• [Problem]
From the first line of the records down to the one that holds "find woman's sleeve", transcribe each line exactly and add nothing.

[Opening Data supplied section]

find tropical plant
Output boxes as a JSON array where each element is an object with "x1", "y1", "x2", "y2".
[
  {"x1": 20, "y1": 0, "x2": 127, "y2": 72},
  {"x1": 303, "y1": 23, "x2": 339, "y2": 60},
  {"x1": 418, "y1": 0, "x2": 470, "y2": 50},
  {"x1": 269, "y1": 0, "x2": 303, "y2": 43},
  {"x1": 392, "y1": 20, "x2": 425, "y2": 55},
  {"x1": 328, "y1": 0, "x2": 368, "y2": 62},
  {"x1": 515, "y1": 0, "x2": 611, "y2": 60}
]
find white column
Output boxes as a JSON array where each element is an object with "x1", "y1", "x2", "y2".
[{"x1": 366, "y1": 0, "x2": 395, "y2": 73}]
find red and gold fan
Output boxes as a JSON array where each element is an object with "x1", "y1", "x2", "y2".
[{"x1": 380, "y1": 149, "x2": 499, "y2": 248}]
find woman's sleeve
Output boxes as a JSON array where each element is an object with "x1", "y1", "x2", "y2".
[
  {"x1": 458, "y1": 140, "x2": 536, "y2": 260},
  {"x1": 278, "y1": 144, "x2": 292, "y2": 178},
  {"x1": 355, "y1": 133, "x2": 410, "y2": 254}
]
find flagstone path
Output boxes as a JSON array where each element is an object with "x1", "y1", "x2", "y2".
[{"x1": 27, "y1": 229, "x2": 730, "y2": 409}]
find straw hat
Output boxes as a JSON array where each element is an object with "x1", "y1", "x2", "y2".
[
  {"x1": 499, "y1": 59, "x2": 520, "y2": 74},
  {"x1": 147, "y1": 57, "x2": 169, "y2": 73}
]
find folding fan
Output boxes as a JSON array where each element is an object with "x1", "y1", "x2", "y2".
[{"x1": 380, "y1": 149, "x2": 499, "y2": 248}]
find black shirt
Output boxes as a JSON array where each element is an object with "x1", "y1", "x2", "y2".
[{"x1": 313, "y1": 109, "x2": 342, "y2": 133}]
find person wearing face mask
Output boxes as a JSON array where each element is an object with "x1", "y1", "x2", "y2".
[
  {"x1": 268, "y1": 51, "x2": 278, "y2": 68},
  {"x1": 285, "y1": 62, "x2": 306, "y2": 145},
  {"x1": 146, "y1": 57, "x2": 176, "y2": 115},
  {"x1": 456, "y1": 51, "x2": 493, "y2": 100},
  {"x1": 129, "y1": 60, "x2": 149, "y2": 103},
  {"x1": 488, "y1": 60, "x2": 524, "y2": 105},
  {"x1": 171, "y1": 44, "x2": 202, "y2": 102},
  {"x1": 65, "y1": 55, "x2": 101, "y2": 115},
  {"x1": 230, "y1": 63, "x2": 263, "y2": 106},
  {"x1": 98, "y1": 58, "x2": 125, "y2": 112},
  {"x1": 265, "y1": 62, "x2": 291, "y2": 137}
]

[Closing Data supplied section]

• [Answer for this exercise]
find tropical plant
Output boxes as a JSON array where each element is an object with "x1", "y1", "x2", "y2".
[
  {"x1": 20, "y1": 0, "x2": 127, "y2": 72},
  {"x1": 303, "y1": 23, "x2": 339, "y2": 60},
  {"x1": 418, "y1": 0, "x2": 470, "y2": 50},
  {"x1": 269, "y1": 0, "x2": 303, "y2": 43},
  {"x1": 392, "y1": 20, "x2": 425, "y2": 55},
  {"x1": 328, "y1": 0, "x2": 368, "y2": 62},
  {"x1": 515, "y1": 0, "x2": 611, "y2": 60}
]
find white column
Output boxes as a JSON array where each element is an object with "x1", "y1", "x2", "y2".
[{"x1": 366, "y1": 0, "x2": 395, "y2": 73}]
find red and gold fan
Output boxes as a JSON array where each element is an object with "x1", "y1", "x2", "y2".
[{"x1": 380, "y1": 149, "x2": 499, "y2": 248}]
find woman's sleeve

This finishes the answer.